OBJECTIVE 1
Using the passage on the aesthetics of space, decide whether each statement agrees with it. Answer yes or no for each, and quote the words that decide it. (a) The passage says a natural space is what Deleuze and Guattari call a smooth space. (b) The passage says Deleuze treats difference as a distinction between two things in opposition. (c) The quoted remark on representation says it has several centers.
OBJECTIVE 2
The passage on the aesthetics of space names several areas of sensory life that have their own social norms and languages. List every one of these areas.
OBJECTIVE 3
Extend the passage on the aesthetics of space by writing what comes next after its final sentence.

PASSAGE PROVIDED
The Aesthetics of Space


We boast that we have conquered matter, and forget that it is matter that has enslaved us—okakura

Children are taught to value specific approaches to sensory life that are highly regimented by our cultural rules. Indeed, psychologists have established that we have specific social norms and languages related to our use of time, space, touch, gesture, postures, faces, paralanguage and fashion (Nowicki and Duke, 1992)[i]. These norms are formulated in our aesthetics, understood to be the sensory or sensori-emotional values, sometimes called judgments of sentiment and taste  (Zangwill, 2008)[ii].

If the web of social conventions contained by the aesthetics of media is easily acknowledged, it works synchronically with the narratives that exist within other areas of representation (Deleuze, 1968)[iii]. The notion of aesthetics refers to a broader set of values and believes of a given group that propagates through multiple systems of representation (Kelly, 1998)[iv].  One area of our culture we often do not associate with sensory aesthetics is our use of space.

Space has had a special place in our societies.  Before societies imposed order upon their environments, there was an invisible order, “flow”. While it may appear chaotic, this “flow” has its own order which can only be experiences, not seen. For Deleuze and Guattari[xi], the earth is a perfect example of this flow as it is always in flux: the wind and rain, and other elements continuously affect it. Space is essential to the senses as it can promote or decrease our ability to sense “flow”. A natural space, even if invisible to de-sensitized humans, is what they refer to as a smooth space:

“ [Smooth space] is explored without calculation, without being quantified, it is constituted as a body of “rhyzomatiques” which are explored in the moment of travelling.  (…) Smooth space must be embarked upon a tactile encounter with sound and color(…) The nomadism which belongs to a traversal of smooth space amounts to an activity of following the flow of matter, tracing and crossing smooth space. The space of nomadism is tactile, haptic, sonorous.” (West-pavlov, 2009, 182)[v]

This smooth nomadic space is the medium of “difference”, which according to Gilles Deleuze is core to our “being” (Deleuze, 1968, p. 39), In Difference and Repetition[i], Gilles Deleuze sets forth difference as being the multiplicities of transformation that reside alongside the actual. These creative differences are the change in all changes, the process that continues across time, repeating itself differently through novel transformations set out on alternative trajectories.

Difference is not about making a difference between two things, in opposition and contradiction. Instead, Deleuze defines difference as a concept that has freed itself from similarity and contrary, a concept of difference that resides alongside the actual. Difference refers to a real system of differential relations that creates actual spaces, times, and sensations. It resides in multiple, alternative realities that only exist in space and cannot be represented:

Representation fails to capture the affirmed world of difference. Representation has only a single center, a unique and receding perspective, and in the consequence a false depth. It mediates everything, but mobilizes and moves nothing.” (Deleuze, 1968, p, 56)[vi].

Excerpts of bounding box data:
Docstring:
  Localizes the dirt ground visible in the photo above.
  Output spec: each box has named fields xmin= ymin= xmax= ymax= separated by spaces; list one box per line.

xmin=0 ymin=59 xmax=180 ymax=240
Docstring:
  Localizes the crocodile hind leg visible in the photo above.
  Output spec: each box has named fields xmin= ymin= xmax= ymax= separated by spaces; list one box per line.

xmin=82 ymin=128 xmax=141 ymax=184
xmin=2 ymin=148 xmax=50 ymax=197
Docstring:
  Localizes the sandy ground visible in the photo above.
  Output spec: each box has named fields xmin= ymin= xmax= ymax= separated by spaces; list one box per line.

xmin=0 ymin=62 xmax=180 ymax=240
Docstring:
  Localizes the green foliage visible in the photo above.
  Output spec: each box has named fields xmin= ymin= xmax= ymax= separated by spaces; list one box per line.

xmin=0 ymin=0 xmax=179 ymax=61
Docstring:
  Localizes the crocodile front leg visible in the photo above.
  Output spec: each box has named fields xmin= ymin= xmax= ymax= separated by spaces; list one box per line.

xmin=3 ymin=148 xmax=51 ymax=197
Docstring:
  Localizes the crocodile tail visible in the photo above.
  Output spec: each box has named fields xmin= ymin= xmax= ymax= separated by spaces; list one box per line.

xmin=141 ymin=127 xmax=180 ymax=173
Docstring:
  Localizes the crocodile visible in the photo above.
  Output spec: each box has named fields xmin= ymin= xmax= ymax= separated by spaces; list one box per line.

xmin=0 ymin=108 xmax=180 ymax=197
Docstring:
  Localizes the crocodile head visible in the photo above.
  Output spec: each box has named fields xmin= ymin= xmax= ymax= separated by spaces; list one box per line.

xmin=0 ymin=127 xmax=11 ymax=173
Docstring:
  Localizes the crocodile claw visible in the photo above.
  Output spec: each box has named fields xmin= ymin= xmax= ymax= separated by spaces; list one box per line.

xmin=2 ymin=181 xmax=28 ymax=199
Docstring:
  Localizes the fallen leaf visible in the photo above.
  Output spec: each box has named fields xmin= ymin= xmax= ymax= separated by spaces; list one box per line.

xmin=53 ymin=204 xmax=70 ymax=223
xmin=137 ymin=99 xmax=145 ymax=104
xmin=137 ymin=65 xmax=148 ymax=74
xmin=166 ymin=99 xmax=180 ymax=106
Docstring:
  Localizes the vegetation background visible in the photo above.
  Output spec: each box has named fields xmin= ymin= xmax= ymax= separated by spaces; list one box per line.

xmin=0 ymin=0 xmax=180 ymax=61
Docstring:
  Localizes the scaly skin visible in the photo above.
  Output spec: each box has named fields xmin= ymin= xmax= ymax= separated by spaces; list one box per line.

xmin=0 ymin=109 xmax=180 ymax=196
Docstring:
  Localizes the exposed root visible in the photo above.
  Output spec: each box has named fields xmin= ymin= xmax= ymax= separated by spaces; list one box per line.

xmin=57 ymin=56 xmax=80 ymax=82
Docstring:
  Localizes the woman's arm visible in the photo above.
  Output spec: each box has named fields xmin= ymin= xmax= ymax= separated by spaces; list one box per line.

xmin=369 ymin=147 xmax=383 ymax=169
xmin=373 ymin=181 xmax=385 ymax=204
--
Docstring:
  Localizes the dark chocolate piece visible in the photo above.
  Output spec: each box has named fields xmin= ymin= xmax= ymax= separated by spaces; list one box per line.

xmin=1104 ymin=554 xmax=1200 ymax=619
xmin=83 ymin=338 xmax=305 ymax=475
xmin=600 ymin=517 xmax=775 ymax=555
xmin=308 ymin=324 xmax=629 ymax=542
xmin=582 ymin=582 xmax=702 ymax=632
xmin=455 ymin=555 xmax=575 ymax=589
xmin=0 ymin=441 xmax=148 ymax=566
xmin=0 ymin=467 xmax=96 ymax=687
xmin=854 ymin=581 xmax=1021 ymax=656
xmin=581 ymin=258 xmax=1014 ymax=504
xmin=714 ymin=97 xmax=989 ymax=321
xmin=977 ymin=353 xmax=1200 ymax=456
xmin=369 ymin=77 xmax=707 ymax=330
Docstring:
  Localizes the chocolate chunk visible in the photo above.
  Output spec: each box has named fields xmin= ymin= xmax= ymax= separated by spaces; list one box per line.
---
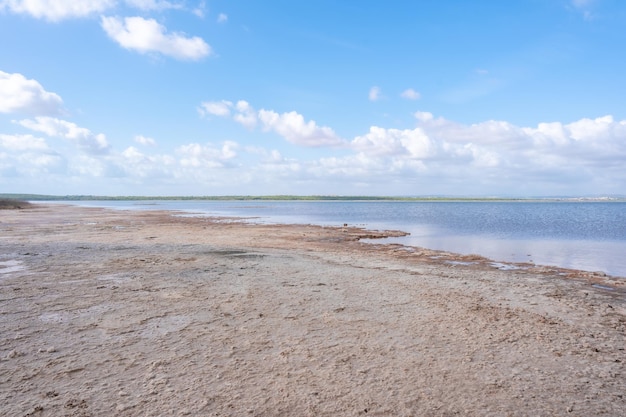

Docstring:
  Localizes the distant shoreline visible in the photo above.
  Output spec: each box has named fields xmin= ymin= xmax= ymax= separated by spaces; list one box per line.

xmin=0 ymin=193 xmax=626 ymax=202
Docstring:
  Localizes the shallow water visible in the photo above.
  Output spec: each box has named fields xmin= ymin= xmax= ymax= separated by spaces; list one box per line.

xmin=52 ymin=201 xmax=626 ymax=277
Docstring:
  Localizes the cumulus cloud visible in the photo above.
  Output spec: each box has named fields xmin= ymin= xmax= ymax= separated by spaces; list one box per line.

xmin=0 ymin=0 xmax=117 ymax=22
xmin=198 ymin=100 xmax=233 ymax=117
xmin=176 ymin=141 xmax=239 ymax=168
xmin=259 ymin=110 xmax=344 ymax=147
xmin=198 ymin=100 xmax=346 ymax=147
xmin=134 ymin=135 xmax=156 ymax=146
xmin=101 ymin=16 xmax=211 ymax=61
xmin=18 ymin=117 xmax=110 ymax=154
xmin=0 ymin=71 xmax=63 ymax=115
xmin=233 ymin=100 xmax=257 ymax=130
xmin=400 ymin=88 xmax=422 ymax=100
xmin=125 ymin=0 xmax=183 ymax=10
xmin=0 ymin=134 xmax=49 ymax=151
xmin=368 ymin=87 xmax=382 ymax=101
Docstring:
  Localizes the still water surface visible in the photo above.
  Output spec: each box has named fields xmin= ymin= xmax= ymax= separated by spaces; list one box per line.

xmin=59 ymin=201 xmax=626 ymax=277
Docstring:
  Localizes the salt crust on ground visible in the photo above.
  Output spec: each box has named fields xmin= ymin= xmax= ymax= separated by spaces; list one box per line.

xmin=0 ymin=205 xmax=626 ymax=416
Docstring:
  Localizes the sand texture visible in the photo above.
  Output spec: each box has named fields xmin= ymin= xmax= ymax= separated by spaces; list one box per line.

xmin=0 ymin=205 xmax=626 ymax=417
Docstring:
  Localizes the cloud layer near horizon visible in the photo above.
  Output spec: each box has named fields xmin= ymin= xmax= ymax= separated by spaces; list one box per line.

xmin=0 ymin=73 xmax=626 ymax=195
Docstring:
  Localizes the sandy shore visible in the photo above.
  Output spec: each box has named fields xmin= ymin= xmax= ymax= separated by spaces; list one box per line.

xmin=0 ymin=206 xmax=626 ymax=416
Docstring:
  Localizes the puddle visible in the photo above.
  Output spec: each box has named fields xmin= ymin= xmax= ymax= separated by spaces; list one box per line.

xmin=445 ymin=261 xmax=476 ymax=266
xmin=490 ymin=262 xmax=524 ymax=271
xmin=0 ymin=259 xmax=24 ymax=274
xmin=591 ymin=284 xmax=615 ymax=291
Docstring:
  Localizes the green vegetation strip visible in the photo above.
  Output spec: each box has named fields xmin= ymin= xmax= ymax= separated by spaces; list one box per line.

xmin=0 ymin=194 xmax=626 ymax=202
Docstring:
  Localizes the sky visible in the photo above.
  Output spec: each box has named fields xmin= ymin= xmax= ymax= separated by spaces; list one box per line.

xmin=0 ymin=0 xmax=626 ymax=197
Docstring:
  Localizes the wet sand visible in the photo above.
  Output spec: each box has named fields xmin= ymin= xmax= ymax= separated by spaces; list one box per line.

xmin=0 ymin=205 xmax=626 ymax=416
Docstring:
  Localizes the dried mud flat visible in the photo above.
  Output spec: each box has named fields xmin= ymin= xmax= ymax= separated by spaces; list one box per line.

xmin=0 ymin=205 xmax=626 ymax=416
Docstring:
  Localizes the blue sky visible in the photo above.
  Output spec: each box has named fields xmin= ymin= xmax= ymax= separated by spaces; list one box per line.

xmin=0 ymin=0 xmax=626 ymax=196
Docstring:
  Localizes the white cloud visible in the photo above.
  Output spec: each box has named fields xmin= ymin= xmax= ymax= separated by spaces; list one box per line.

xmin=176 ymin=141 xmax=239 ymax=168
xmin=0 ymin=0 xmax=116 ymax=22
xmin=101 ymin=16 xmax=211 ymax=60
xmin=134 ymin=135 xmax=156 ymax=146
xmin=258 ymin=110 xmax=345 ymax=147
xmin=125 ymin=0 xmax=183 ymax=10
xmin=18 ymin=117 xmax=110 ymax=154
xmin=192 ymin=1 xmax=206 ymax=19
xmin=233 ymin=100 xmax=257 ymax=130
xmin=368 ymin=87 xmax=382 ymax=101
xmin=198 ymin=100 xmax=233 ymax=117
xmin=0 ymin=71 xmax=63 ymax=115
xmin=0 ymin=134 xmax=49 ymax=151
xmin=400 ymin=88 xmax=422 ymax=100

TASK OUTPUT 1
(a) Yes: "A natural space, even if invisible to de-sensitized humans, is what they refer to as a smooth space"
(b) No: "Difference is not about making a difference between two things, in opposition and contradiction."
(c) No: "Representation has only a single center"

TASK OUTPUT 2
time, space, touch, gesture, postures, faces, paralanguage, fashion

TASK OUTPUT 3
Our body and senses are the only conduit to  reading this “difference” since it can only be experienced. But over time, the establishment of representation, as the main form of perception, has made us give priority to the senses that were central to its development. As R. Acscott explains, while: “Aristotle identified just five senses: sight, hearing, touch, smell, taste. Neuroscience provides a further six: pain, balance, proprioception, kinaesthesia, sense of time, and sense of temperature.”(Ascott, 2010)[xiv].  These additional senses are those essential to sense and process inputs emanating from space and perceive the invisible flow of “difference”.

Philosophers are not the only ones to understand this smooth space as a medium of communication. Slowly, science is not only re-discovering a much broader array of senses, it is also beginning to re-discover the fullness of space.

Quantum Space

Space is richer than we think and quantum physicists have now demonstrated that space is not empty. Dr. Wilson and his team at the Chalmers University of Technology in Gothenburg, Sweden, claimed to have conjured up light from nowhere simply by squeezing down empty space (New Scientist, Nov 18, 2011, p 18)[xv]. That would be the latest manifestation of a quantum quirk known as the Casimir effect: the notion that a perfect vacuum, the very definition of nothingness in the physical world, contains a latent power that can be harnessed to move objects and make things.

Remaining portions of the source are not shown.